§ PROVIDED PASSAGE
So on direction, the assessment is straightforward: top-line trajectory is accelerating, confidence high.

Three things the headline doesn't tell you

The acceleration is narrow. Cloud Applications — the broad-enterprise SaaS franchise that management has spent four straight quarters describing as "about to accelerate" — is not accelerating. Constant-currency YoY growth across the year was 10% → 11% → 11% → 9%. Reported dollars: $3,839M → $3,898M → $4,026M → $4,126M. The Q4 print decelerated. The AI halo is not lifting the rest of the franchise; it is concentrated in IaaS, and within IaaS, it is concentrated in a small number of mega-contracts. Management itself disclosed that "four contracts, three customers" drove the original $317B RPO jump; in Q4, $67B of the $85B RPO net add was AI infrastructure. The names mentioned in commentary across the year: OpenAI, xAI, Meta.

§ THE TASK
According to the earnings analysis, how much of the $85B RPO net add in Q4 was AI infrastructure?

§ DATA SHOWN

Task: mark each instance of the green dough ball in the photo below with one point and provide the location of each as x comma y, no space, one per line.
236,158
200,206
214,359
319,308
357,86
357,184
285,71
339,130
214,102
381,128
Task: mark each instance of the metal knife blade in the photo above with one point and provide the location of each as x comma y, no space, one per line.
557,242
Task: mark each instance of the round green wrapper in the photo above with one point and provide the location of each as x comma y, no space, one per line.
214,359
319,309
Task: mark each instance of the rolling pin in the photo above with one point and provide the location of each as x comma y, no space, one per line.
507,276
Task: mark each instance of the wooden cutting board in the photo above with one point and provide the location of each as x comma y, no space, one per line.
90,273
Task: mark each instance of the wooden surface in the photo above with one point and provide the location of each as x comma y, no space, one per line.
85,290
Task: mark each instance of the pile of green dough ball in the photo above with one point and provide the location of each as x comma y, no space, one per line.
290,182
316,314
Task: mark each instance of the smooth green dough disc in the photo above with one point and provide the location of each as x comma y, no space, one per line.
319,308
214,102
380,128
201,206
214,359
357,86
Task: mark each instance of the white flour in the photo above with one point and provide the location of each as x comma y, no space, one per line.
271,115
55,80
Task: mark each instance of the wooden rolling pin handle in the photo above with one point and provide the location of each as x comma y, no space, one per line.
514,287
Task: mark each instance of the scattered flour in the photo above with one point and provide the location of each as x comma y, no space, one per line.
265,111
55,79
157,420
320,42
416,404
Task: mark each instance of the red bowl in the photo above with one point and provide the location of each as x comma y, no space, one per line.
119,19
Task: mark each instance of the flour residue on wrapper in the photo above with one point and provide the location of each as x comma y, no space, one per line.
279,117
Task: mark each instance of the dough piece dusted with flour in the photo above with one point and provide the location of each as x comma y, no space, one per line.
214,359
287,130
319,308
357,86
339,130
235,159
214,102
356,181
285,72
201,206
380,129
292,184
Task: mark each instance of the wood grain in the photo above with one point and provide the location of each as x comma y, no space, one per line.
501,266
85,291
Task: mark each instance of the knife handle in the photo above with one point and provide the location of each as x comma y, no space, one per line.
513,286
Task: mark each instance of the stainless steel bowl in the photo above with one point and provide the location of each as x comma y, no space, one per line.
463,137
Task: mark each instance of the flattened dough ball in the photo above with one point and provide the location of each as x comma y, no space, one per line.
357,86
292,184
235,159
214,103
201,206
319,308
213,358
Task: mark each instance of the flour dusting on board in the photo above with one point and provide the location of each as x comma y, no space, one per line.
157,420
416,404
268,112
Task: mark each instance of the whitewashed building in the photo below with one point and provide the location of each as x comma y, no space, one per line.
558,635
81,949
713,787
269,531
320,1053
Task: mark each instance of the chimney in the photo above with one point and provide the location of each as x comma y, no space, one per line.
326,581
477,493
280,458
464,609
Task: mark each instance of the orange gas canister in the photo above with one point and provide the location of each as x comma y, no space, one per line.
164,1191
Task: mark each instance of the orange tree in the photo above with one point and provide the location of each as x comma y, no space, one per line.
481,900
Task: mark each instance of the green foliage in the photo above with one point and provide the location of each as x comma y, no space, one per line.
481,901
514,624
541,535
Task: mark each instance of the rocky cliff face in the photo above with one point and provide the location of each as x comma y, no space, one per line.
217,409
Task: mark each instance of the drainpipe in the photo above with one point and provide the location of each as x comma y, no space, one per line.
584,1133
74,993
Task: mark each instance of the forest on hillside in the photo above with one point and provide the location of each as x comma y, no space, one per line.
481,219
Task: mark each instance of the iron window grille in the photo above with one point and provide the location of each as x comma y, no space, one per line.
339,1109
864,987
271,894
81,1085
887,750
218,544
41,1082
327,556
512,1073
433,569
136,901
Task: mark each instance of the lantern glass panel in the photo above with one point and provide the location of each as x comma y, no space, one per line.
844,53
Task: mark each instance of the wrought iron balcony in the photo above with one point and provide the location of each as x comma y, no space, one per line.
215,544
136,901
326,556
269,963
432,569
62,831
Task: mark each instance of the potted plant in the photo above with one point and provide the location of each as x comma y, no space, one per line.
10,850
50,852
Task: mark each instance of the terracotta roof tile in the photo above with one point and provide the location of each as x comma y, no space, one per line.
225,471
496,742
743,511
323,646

§ ANSWER TO THE EXERCISE
$67B